Executing Your Content Strategy: Governance, Optimization and Analytics

The content that we create that can be translated  can help you break into new markets. Normalizing content eases translation and keeps costs down.

We do have to care about the plumbing, because if we don't, what we get out at the end is....effluent....

Content quality impacts brand. What used to be post-sale content is now becoming pre-sale content. People are going out and reading user manuals before they purchase, so what you write becomes very important.

 What does it take? If you have an organization of any size, it takes governance. Tone, terminology, style, without a system that helps you enforce it, it's hard to manage.

The engines that drive these systems also allow you to track. Executives want data. And now you are armed with information, metrics, and reports.

Control your language. There are 5 areas: spelling, grammar, style, terminology, and SEO. Optimize your dictionaries to make it easier for your authors to succeed. Instead of training your employees on the style guide, how about programming it into your system? That also teaches your authors along the way.

Speak with one voice. No matter what your user reads, you want them to feel like one person wrote it.

The Common Wisdom: Reality-Based Notes from the DITA Underground

The "common wisdom" often gets is wrong. Common wisdom today is that you have to are about CXM (customer experience management), being indoctrination on the customer experience is all that matters.

The common wisdom is that you should care because the executives say so. But executives care about retaining customers much more than getting new ones.

CXM leaders are aware that our technical communication needs to be tailored for customers. 30% are already doing so, and they are seeing a 13% year=over-year increase in revenue.

We have to talk to marketers. They know how the customers are segmented, and we have to segment our content the same way.

If you don't have the ability to measure your content to find out how it is affecting customers, you can't know how to improve your content. 

Your organization has a structure, which means that you'll never be able to completely get rid of silos, but you can learn to communicate and collaborate between them.

When you use DITA, you have content that can be delivered dynamically. A PDF isn't going to look good on Google Glass.

++++++++

[Directive]
Decide whether each statement below agrees with the content strategy notes. Answer yes or no and quote the words from the notes that settle it.
1. People now read user manuals before they buy a product.
2. The notes advise training employees on the style guide instead of programming it into the system.
3. An organization can completely get rid of silos.

[Dataset excerpt]
++++++++

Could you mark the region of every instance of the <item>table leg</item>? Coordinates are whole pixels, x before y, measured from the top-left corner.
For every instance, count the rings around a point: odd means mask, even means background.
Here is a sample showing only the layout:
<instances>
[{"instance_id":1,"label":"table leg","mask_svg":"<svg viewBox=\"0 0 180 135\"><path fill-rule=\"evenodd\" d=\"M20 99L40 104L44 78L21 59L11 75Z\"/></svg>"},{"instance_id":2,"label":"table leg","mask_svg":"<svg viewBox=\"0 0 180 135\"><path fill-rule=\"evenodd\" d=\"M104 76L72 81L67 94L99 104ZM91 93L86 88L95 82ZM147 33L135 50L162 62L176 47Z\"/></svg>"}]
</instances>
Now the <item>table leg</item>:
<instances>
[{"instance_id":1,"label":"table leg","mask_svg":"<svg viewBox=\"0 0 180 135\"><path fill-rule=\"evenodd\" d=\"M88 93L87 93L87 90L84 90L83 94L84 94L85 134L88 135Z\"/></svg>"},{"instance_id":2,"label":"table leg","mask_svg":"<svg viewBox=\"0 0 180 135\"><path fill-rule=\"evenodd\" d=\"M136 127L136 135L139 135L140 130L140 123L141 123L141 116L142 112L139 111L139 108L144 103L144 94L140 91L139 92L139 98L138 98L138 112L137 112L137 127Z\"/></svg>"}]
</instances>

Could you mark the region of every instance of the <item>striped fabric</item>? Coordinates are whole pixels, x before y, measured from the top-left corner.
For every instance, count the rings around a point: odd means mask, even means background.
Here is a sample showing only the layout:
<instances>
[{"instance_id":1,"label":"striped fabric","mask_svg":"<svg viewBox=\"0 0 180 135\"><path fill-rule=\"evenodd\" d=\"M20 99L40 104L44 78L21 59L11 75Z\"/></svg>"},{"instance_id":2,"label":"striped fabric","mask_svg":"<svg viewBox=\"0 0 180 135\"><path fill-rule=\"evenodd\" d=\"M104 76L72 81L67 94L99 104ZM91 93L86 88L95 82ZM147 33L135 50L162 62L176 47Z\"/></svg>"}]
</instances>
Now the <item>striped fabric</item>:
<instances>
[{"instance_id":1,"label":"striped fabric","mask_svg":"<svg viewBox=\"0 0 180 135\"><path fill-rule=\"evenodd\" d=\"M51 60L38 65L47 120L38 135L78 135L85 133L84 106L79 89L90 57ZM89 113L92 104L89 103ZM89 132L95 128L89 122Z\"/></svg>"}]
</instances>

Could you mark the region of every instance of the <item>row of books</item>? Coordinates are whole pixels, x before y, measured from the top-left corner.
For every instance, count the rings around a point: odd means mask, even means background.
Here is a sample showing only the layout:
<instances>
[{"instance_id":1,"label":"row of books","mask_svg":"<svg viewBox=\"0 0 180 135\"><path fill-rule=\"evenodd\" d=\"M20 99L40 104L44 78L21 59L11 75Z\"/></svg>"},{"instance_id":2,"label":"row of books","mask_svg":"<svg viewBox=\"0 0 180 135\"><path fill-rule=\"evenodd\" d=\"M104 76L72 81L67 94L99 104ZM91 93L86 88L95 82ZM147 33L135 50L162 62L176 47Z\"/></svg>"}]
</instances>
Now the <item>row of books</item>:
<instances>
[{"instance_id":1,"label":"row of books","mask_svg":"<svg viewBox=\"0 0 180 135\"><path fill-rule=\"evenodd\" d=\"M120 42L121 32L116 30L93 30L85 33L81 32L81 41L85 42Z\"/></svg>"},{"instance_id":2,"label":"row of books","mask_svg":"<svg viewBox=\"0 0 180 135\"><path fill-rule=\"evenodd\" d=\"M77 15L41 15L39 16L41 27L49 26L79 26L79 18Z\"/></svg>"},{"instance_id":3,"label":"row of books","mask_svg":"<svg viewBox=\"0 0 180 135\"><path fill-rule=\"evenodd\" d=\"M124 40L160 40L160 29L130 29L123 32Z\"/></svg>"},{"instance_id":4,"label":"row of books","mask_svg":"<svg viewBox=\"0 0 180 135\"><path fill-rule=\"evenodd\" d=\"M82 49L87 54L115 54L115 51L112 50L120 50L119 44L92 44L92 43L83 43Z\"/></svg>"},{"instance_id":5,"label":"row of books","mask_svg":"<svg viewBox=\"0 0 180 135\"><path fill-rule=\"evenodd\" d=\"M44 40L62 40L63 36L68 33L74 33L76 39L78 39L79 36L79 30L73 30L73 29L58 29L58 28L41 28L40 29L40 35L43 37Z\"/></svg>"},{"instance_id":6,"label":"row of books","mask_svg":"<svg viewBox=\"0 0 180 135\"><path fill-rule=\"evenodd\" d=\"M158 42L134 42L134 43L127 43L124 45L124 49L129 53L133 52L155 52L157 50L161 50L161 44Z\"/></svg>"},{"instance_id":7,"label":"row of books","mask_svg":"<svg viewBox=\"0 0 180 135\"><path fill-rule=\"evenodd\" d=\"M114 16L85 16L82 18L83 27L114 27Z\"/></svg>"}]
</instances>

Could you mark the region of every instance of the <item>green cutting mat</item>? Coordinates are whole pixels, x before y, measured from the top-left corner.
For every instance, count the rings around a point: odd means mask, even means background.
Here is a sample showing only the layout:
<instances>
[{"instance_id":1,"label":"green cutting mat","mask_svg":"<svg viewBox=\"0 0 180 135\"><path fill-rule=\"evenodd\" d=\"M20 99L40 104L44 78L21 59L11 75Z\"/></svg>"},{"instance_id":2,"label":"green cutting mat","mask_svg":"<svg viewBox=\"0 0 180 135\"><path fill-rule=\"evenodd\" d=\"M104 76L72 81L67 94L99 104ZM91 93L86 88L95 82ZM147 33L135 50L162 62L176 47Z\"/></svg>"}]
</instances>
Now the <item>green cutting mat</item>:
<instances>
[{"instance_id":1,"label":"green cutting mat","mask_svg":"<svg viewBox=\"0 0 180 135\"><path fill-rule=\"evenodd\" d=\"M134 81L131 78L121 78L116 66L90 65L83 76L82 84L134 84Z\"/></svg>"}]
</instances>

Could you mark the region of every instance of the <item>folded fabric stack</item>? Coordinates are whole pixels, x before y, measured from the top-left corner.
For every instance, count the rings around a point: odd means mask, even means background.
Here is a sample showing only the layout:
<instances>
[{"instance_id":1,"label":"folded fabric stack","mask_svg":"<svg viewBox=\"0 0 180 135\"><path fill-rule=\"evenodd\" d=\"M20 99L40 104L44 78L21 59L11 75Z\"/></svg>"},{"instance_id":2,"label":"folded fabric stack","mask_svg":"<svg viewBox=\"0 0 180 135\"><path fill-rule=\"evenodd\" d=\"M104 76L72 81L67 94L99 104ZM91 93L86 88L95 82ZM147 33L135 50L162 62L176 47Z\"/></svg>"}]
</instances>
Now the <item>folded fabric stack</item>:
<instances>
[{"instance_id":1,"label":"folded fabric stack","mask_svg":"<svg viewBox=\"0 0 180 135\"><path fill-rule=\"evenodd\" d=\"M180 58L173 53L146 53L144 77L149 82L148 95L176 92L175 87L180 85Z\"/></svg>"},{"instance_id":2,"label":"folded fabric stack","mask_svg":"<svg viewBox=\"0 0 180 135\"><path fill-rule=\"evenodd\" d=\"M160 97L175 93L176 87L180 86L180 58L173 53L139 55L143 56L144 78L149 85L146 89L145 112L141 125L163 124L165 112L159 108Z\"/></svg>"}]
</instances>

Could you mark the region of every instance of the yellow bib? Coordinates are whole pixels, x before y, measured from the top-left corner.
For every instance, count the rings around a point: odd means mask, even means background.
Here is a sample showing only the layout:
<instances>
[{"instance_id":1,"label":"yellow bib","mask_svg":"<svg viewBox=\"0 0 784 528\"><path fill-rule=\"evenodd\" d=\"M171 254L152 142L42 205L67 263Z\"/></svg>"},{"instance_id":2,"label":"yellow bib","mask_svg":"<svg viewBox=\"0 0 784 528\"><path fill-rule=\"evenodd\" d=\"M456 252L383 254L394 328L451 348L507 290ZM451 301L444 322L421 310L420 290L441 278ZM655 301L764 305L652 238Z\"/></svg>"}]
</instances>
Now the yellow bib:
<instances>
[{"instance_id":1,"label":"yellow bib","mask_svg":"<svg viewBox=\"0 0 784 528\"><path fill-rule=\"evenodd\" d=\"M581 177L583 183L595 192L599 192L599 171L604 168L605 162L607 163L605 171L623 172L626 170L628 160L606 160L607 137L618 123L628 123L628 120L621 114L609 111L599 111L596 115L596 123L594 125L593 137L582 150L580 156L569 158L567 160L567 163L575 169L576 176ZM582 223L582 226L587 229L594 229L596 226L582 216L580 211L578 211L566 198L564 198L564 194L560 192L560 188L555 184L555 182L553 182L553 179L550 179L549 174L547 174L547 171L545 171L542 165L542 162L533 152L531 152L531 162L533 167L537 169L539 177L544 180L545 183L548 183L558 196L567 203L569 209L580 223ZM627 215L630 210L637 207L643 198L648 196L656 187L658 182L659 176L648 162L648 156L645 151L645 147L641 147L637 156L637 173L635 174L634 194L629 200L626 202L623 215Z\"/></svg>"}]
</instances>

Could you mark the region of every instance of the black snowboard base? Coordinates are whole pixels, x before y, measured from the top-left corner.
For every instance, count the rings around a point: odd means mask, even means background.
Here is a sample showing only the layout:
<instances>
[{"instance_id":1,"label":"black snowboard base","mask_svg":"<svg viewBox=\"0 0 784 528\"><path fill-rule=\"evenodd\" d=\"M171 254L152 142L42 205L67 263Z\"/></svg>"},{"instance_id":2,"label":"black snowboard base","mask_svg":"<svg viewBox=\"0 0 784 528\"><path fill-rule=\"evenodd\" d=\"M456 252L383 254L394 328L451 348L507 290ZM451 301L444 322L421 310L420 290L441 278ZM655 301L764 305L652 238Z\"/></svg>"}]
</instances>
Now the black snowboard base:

++++++++

[Output for this exercise]
1. Yes: "People are going out and reading user manuals before they purchase"
2. No: "Instead of training your employees on the style guide, how about programming it into your system?"
3. No: "you'll never be able to completely get rid of silos"